Extract verbatim from the data below the stretch from the line containing "Exercise. Find the hill in" through the end of the data, both ends included.
━━━ INFORMATION SHOWN ━━━
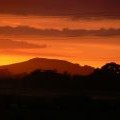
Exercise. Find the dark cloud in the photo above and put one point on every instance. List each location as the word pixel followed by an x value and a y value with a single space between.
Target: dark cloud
pixel 24 30
pixel 12 44
pixel 70 8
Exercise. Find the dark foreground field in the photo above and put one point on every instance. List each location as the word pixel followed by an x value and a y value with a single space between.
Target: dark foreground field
pixel 58 108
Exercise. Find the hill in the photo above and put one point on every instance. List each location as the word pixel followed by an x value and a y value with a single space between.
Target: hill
pixel 48 64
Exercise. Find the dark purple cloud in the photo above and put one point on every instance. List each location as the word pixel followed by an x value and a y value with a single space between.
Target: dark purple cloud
pixel 70 8
pixel 25 30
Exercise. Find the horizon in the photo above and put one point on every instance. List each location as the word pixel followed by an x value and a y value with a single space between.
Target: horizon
pixel 83 32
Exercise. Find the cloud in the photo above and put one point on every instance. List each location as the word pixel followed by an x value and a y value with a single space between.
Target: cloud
pixel 70 8
pixel 25 30
pixel 12 44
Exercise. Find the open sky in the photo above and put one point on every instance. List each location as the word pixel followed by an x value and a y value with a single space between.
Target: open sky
pixel 80 31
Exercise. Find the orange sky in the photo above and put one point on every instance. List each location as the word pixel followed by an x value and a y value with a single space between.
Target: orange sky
pixel 90 40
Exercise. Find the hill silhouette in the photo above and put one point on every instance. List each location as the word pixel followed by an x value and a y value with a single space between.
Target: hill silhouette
pixel 48 64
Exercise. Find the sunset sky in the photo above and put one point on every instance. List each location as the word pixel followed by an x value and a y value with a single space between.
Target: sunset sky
pixel 80 31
━━━
SOLVED EXERCISE:
Exercise. Find the hill in the photo above and put one point on every instance. List each location as the word pixel followed by an x value and a y value with a single space between.
Target: hill
pixel 48 64
Exercise. Find the dark purple cloud in the photo above and put one point on every instance. List each location as the word pixel followed by an x value and a y value with a single space between.
Target: dark purple cloud
pixel 70 8
pixel 25 30
Exercise. Find the horizon in the photo above and put one point on every instance. List each location as the word pixel followed by an x value and a y value with a single space between.
Target: horizon
pixel 83 32
Exercise. Find the cloud in the photo above and put one point on every instance. List each location as the word pixel followed by an x value and a y value with a single space between.
Target: cloud
pixel 70 8
pixel 25 30
pixel 12 44
Exercise. Find the open sky in the photo above and put one point on every instance. List each location as the word pixel followed by an x value and a y value with a single space between.
Target: open sky
pixel 80 31
Exercise. Find the orange sky in the photo above and put one point on every instance. List each location as the word pixel followed by an x value and a y value with a single space between.
Target: orange sky
pixel 90 40
Exercise. Find the hill silhouette in the photo above and put one point on every instance. List each location as the word pixel followed by an x value and a y value with a single space between.
Target: hill silhouette
pixel 48 64
Exercise. Find the sunset sky in the photo above and put one point on every instance. List each location as the word pixel followed by an x value and a y value with a single space between.
Target: sunset sky
pixel 80 31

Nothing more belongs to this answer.